┌──

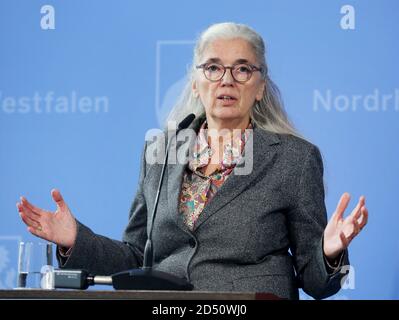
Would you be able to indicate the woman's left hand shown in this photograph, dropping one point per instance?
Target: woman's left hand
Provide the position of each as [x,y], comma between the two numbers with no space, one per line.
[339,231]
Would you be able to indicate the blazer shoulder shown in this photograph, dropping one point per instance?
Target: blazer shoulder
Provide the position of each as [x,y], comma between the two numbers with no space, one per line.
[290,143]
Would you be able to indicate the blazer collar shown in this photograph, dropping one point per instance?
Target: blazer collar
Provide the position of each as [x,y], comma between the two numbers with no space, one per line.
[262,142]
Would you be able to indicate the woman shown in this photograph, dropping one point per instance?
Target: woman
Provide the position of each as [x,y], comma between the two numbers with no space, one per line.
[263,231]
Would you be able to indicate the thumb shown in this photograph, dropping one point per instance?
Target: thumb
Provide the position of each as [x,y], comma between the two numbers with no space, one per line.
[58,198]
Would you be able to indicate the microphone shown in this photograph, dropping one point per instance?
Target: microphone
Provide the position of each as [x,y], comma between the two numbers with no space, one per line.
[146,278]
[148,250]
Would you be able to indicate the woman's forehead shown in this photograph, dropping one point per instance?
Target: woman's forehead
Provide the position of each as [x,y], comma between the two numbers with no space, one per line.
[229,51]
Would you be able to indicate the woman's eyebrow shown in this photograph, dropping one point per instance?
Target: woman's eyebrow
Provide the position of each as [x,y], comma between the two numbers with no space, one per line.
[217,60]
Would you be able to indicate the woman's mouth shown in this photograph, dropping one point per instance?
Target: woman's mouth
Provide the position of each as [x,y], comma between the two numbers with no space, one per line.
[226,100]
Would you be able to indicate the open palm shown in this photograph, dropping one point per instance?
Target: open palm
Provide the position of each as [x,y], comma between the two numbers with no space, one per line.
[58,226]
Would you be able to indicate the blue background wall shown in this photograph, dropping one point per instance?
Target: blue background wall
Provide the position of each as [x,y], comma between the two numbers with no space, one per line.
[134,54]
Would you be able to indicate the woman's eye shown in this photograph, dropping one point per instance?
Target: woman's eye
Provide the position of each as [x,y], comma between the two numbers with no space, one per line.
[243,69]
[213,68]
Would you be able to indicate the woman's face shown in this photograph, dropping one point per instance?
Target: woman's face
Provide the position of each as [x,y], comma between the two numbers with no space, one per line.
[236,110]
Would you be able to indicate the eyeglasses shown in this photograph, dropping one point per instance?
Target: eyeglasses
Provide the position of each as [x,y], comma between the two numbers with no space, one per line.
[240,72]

└──

> _What this task involves_:
Please rescale the rows from the line with "Would you be able to indicate the eyeglasses" through the end of the rows, both ends included, and reproduce only those lines, requests included. Multiply each point coordinate in the answers by 1.1 and round to whole numbers, with halves going up.

> _Answer for this exercise_:
Would you be able to indicate the eyeglasses shown in this photograph, dropping one point per instance?
Target: eyeglasses
Provide the position of each as [x,y], comma between the two numbers with no space, one per line.
[264,79]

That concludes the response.